**EXERCISE AIM**
Copy out every line of the listing below word for word, leaving nothing out.

**EXERCISE MATERIAL**

════════════════════

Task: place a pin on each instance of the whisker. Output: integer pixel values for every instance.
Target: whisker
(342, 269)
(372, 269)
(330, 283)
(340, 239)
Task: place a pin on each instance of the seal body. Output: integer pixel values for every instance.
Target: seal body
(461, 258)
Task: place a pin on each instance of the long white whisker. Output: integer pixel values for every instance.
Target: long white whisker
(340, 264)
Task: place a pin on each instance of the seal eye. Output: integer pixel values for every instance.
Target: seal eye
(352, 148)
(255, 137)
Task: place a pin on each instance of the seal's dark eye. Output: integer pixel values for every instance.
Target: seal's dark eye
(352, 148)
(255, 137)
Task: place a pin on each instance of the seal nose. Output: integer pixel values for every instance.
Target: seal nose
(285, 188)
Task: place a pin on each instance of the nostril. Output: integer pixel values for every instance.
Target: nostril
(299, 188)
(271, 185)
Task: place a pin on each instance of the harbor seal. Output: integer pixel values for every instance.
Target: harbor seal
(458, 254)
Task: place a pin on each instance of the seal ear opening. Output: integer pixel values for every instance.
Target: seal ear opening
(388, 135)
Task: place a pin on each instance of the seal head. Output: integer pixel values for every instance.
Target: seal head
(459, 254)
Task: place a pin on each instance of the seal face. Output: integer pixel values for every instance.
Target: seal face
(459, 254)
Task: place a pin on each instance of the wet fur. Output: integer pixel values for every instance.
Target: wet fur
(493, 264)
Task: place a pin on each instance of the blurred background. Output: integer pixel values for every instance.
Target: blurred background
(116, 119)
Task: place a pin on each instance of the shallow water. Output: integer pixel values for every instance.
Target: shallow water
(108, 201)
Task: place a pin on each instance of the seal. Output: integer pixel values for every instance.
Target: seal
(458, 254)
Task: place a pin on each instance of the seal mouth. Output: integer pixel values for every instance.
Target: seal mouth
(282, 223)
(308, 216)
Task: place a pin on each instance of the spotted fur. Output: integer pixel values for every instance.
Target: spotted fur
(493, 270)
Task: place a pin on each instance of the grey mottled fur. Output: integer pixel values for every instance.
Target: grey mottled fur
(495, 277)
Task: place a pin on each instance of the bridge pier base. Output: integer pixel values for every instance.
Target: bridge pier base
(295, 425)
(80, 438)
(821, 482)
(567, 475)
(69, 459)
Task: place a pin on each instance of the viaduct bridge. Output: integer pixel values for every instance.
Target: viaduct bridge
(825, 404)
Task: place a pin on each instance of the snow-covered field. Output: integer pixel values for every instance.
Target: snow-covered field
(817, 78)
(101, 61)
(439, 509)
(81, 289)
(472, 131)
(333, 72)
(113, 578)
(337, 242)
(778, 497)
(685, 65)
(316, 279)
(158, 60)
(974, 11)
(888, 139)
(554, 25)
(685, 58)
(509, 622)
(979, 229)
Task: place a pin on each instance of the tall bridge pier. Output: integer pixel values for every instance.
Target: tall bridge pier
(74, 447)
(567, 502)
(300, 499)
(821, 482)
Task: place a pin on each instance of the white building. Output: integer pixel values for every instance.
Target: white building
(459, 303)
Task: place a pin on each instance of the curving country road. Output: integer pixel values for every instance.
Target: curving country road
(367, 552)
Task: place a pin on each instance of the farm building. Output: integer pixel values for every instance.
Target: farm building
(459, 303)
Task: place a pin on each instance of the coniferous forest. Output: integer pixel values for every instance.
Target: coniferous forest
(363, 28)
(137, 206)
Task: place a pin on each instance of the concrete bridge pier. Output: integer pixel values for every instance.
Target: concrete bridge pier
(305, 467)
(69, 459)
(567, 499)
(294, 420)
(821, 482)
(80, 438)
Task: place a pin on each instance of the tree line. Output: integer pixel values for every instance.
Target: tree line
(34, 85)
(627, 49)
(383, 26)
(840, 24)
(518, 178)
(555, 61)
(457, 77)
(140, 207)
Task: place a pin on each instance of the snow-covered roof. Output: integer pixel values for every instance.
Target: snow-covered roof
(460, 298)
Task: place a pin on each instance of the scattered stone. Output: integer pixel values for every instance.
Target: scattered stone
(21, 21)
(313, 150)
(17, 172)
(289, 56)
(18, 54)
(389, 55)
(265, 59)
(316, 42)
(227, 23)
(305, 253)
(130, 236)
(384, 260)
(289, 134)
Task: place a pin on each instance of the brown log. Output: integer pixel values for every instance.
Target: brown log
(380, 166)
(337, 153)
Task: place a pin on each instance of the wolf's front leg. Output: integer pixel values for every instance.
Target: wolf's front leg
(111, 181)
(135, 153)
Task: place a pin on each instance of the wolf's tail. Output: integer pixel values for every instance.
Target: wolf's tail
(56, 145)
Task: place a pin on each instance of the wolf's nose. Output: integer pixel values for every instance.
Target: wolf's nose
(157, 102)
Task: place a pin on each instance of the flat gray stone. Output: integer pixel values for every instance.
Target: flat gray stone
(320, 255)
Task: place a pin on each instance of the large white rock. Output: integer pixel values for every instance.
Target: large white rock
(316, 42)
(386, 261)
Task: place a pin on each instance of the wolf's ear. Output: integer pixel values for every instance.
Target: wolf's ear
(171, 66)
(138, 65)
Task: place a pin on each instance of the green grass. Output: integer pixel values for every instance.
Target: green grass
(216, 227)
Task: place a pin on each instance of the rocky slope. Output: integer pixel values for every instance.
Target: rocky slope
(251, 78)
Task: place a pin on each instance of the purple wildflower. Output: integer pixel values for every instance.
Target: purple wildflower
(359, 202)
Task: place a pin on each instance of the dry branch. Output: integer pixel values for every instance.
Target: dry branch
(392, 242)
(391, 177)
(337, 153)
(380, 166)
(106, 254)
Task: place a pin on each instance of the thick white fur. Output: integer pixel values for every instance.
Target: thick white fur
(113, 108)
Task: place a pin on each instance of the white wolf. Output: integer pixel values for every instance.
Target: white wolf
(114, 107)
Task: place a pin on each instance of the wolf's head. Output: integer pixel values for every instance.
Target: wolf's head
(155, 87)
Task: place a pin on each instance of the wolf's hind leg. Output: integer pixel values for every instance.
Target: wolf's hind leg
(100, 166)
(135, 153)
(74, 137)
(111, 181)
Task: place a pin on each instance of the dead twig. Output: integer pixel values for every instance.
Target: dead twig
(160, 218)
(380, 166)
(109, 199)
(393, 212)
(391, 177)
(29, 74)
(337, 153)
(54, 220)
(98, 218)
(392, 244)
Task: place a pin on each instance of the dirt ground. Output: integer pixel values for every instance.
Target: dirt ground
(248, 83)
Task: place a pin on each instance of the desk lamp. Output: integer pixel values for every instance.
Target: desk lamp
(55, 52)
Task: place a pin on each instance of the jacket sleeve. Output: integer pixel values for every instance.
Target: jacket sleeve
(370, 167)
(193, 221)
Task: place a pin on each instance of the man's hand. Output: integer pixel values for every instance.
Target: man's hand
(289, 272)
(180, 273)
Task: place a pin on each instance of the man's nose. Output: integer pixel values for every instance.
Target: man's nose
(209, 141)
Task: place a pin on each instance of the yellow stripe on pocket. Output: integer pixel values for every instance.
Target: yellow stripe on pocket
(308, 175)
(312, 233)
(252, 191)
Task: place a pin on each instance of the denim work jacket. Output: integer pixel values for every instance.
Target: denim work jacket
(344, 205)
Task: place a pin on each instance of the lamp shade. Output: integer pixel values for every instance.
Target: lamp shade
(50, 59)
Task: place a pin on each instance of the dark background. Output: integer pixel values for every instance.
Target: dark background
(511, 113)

════════════════════

**EXERCISE OUTPUT**
Task: place a pin on each instance of the whisker. Output: integer pixel values for every instance.
Target: whisker
(342, 269)
(372, 269)
(330, 283)
(340, 239)
Task: place a pin on each instance of the seal body. Output: integer pixel values for every instance.
Target: seal body
(461, 258)
Task: place a pin on each instance of the long white whisker. Output: integer pixel values for every instance.
Target: long white whisker
(340, 264)
Task: place a pin on each instance of the seal eye. Output: integer pixel values for every instance.
Target: seal eye
(352, 148)
(255, 137)
Task: place a pin on each instance of the seal's dark eye. Output: integer pixel values for every instance.
Target: seal's dark eye
(352, 148)
(255, 137)
Task: place a pin on each instance of the seal nose. Output: integer pixel values for every instance.
Target: seal nose
(285, 188)
Task: place a pin on each instance of the nostril. Output: integer pixel values for every instance.
Target: nostril
(299, 188)
(271, 185)
Task: place a pin on each instance of the harbor seal. Output: integer pixel values for every instance.
Target: harbor seal
(458, 254)
Task: place a pin on each instance of the seal ear opening. Output: integer pixel values for every instance.
Target: seal ear opening
(388, 135)
Task: place a pin on each instance of the seal head. Output: integer pixel values for every instance.
Target: seal head
(459, 254)
Task: place a pin on each instance of the seal face. Output: integer pixel values for every instance.
Target: seal face
(459, 254)
Task: place a pin on each instance of the wet fur. Output: integer pixel values for every instance.
Target: wet fur
(493, 264)
Task: place a pin on each instance of the blurred background. Output: integer pixel values for every instance.
Target: blurred background
(116, 119)
Task: place a pin on each instance of the shallow water. Output: integer pixel values for every instance.
Target: shallow water
(108, 201)
Task: place a pin on each instance of the seal. Output: integer pixel values for every instance.
Target: seal
(458, 254)
Task: place a pin on each instance of the seal mouth. Output: integer pixel values for every instance.
Target: seal mouth
(282, 223)
(308, 216)
Task: place a pin on each instance of the spotted fur. Output: integer pixel values for every instance.
Target: spotted fur
(493, 270)
Task: place a pin on each instance of the grey mottled fur. Output: integer pixel values for every instance.
Target: grey mottled fur
(495, 277)
Task: place a pin on each instance of the bridge pier base. Output: integer pixel values for every instance.
Target: bridge pier base
(295, 425)
(80, 438)
(821, 482)
(567, 475)
(69, 459)
Task: place a pin on each instance of the viaduct bridge. Output: integer pixel values for every instance.
Target: viaduct bridge
(825, 404)
Task: place a pin on each instance of the snow-covered field. Output: integer pixel values for every instance.
Target: snow-covered field
(817, 78)
(101, 61)
(439, 509)
(81, 289)
(472, 131)
(333, 72)
(113, 578)
(337, 242)
(778, 497)
(685, 65)
(316, 279)
(158, 60)
(974, 11)
(888, 139)
(554, 25)
(685, 58)
(509, 622)
(979, 229)
Task: place a pin on each instance of the tall bridge pier. Output: integer pixel values for every instance.
Target: tall bridge pier
(74, 447)
(567, 502)
(300, 499)
(821, 482)
Task: place a pin on each instance of the white building. Output: integer pixel values for every instance.
Target: white building
(459, 303)
Task: place a pin on each instance of the curving country road. Output: integer pixel values for every instance.
Target: curving country road
(367, 552)
Task: place a pin on each instance of the farm building. Output: integer pixel values for every instance.
Target: farm building
(459, 303)
Task: place a pin on each instance of the coniferous forest. Output: integer pixel values for every instance.
Target: coniferous forest
(363, 28)
(137, 206)
Task: place a pin on each instance of the concrete bridge pier. Output: integer pixel values for every instance.
Target: concrete bridge pier
(305, 467)
(69, 459)
(567, 499)
(294, 420)
(821, 482)
(80, 438)
Task: place a pin on each instance of the tree line. Output: integer pixel values for every instance.
Target: tree line
(34, 85)
(627, 49)
(383, 26)
(840, 24)
(518, 178)
(555, 61)
(457, 77)
(140, 207)
Task: place a pin on each instance of the snow-covered roof. Output: integer pixel values for every instance.
Target: snow-covered roof
(460, 298)
Task: place a pin on each instance of the scattered stone. Output: integer pixel values for every instance.
Target: scattered stone
(21, 21)
(313, 150)
(17, 172)
(289, 56)
(18, 54)
(389, 55)
(265, 59)
(316, 42)
(227, 23)
(305, 253)
(130, 236)
(384, 260)
(289, 134)
Task: place a pin on each instance of the brown log. Output: integer pixel values for every instance.
Target: brown log
(380, 166)
(337, 153)
Task: place a pin on each instance of the wolf's front leg. Output: integer pixel values for every instance.
Target: wolf's front leg
(111, 181)
(135, 153)
Task: place a pin on each instance of the wolf's tail. Output: integer pixel values for every instance.
Target: wolf's tail
(56, 145)
Task: place a pin on each instance of the wolf's nose. Output: integer pixel values for every instance.
Target: wolf's nose
(157, 102)
Task: place a pin on each instance of the flat gray stone. Output: integer pixel values for every instance.
Target: flat gray stone
(320, 255)
Task: place a pin on each instance of the large white rock. Output: integer pixel values for every instance.
Target: large white rock
(316, 42)
(386, 261)
Task: place a pin on each instance of the wolf's ear. Output: integer pixel values for every instance.
Target: wolf's ear
(171, 66)
(138, 65)
Task: place a pin on each instance of the green grass. Output: integer pixel values for every instance.
Target: green grass
(216, 227)
Task: place a pin on each instance of the rocky slope. Output: integer pixel values for every instance.
Target: rocky slope
(251, 78)
Task: place a pin on each instance of the purple wildflower. Output: integer pixel values for every instance.
Target: purple wildflower
(359, 202)
Task: place a pin on each instance of the dry branch. Output: integer pixel values for every instance.
Target: dry branch
(392, 242)
(391, 177)
(337, 153)
(380, 166)
(106, 254)
Task: place a pin on each instance of the thick white fur. Output: integer pixel values for every instance.
Target: thick white fur
(113, 108)
Task: place a pin on each instance of the white wolf. Output: integer pixel values for every instance.
Target: white wolf
(114, 107)
Task: place a pin on each instance of the wolf's head. Output: integer pixel values for every instance.
Target: wolf's head
(155, 87)
Task: place a pin on each instance of the wolf's hind leg. Output: integer pixel values for every instance.
Target: wolf's hind leg
(100, 166)
(135, 153)
(74, 137)
(111, 181)
Task: place a pin on each instance of the dead twig. Output: integer pixel values for every instance.
Target: dead twig
(160, 218)
(380, 166)
(109, 199)
(393, 212)
(391, 177)
(29, 74)
(337, 153)
(54, 220)
(98, 218)
(392, 244)
Task: place a pin on each instance of the dirt ground. Output: integer pixel values for every instance.
Target: dirt ground
(248, 83)
Task: place a pin on each instance of the desk lamp. Output: integer pixel values for every instance.
Target: desk lamp
(55, 52)
Task: place a pin on each instance of the jacket sleeve. Output: integer pixel values for every instance.
Target: jacket sleeve
(370, 167)
(193, 221)
Task: place a pin on each instance of the man's hand. Output: integer pixel values for every instance.
Target: man's hand
(289, 272)
(180, 273)
Task: place a pin on each instance of the man's nose. Output: integer pixel values for every instance.
Target: man's nose
(209, 141)
Task: place a pin on each instance of the yellow stripe on pocket. Output: integer pixel values for every instance.
Target: yellow stripe on pocket
(308, 175)
(312, 233)
(252, 191)
Task: place a pin on each instance of the denim work jacket. Output: integer pixel values for every instance.
Target: denim work jacket
(344, 205)
Task: place a pin on each instance of the lamp shade. Output: integer pixel values for every instance.
Target: lamp shade
(50, 59)
Task: place a pin on each instance of the dark background. Output: integer pixel values for every instance.
Target: dark background
(511, 113)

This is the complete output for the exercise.